**Task to carry out**
Would you retype all of these records exactly?

(Natural-language object grounding data)
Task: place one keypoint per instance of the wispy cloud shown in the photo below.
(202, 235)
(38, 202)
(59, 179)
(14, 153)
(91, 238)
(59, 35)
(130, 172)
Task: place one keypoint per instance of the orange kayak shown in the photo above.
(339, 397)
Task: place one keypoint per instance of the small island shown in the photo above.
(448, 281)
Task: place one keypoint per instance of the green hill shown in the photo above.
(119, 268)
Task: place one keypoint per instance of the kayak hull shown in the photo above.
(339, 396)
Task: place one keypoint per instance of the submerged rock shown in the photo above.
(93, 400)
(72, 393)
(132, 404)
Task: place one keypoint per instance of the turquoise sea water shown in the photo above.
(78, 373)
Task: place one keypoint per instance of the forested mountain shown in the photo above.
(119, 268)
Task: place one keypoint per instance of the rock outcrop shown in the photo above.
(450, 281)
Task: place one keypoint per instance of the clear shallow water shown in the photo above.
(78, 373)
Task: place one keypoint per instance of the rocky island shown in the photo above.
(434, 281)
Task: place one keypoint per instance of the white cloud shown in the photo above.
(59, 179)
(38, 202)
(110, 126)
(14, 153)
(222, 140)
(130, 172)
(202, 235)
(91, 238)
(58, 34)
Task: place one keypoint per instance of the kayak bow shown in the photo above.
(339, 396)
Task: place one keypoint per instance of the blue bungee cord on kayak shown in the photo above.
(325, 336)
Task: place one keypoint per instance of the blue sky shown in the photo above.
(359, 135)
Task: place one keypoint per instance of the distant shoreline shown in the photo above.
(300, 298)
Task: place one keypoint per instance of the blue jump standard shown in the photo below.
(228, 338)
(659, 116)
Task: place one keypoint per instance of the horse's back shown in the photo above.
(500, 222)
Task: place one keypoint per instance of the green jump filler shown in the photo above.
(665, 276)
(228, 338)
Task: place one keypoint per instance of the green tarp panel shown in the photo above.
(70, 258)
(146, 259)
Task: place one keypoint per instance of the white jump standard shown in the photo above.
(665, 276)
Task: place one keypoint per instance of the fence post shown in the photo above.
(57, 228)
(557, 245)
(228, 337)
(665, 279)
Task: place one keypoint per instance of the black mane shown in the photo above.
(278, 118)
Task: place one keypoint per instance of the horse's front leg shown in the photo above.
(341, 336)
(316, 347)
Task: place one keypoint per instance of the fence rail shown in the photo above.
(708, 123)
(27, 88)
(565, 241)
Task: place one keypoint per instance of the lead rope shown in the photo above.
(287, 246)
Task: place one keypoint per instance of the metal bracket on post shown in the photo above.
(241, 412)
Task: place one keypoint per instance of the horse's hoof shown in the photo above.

**Response to this exercise**
Task: place one keypoint per instance of the wispy cloud shown in the photo below.
(202, 235)
(38, 202)
(59, 179)
(14, 153)
(91, 238)
(59, 35)
(130, 172)
Task: place one keypoint per instance of the orange kayak shown in the photo above.
(339, 397)
Task: place one keypoint per instance of the small island shown in the photo above.
(448, 281)
Task: place one keypoint per instance of the green hill shown in the photo above.
(119, 268)
Task: place one keypoint per instance of the kayak hull shown in the photo above.
(339, 396)
Task: place one keypoint per instance of the submerged rock shown in the photo above.
(93, 400)
(72, 393)
(132, 404)
Task: place one keypoint per instance of the turquoise sea water shown in the photo above.
(78, 373)
Task: place one keypoint per instance of the forested mountain shown in the photo above.
(119, 268)
Task: place one keypoint per instance of the rock outcrop shown in the photo above.
(450, 281)
Task: place one keypoint per instance of the clear shallow water shown in the photo above.
(78, 373)
Task: place one keypoint per instance of the rocky island shown in the photo above.
(434, 281)
Task: place one keypoint per instance of the white cloud shown in the photo above.
(59, 179)
(38, 202)
(110, 126)
(14, 153)
(222, 140)
(130, 172)
(202, 235)
(91, 238)
(58, 34)
Task: place one keypoint per instance of the kayak bow shown in the photo above.
(339, 396)
Task: place one keypoint per instance of the blue bungee cord on kayak shown in the photo above.
(325, 336)
Task: place one keypoint per instance of the blue sky shown in the photo above.
(359, 135)
Task: place one keypoint per instance of the distant shoreline shown in the photo above.
(300, 298)
Task: place one keypoint per instance of the blue jump standard shown in the photo below.
(228, 338)
(659, 116)
Task: place one keypoint per instance of the horse's back shown in the photo above.
(500, 222)
Task: place one keypoint per instance of the green jump filler shown in the photo above.
(665, 276)
(228, 338)
Task: place one keypoint per instance of the green tarp panel shown in the photo above.
(70, 258)
(146, 259)
Task: place one keypoint per instance of the white jump standard shown in the photo above.
(665, 276)
Task: place one keypoint per instance of the fence post shown in the photo above.
(57, 228)
(557, 245)
(228, 337)
(665, 279)
Task: place one keypoint per instance of the black mane shown in the photo above.
(278, 118)
Task: place one keypoint per instance of the horse's front leg shown in the photo above.
(341, 336)
(316, 347)
Task: place one keypoint per instance of the fence rail shown in the photo above.
(708, 123)
(27, 88)
(565, 241)
Task: place one keypoint per instance of the lead rope shown in the photo above.
(287, 246)
Task: place one keypoint per instance of the metal bracket on post shown in the photo above.
(241, 412)
Task: place one keypoint per instance of the horse's hoof shown in the photo above.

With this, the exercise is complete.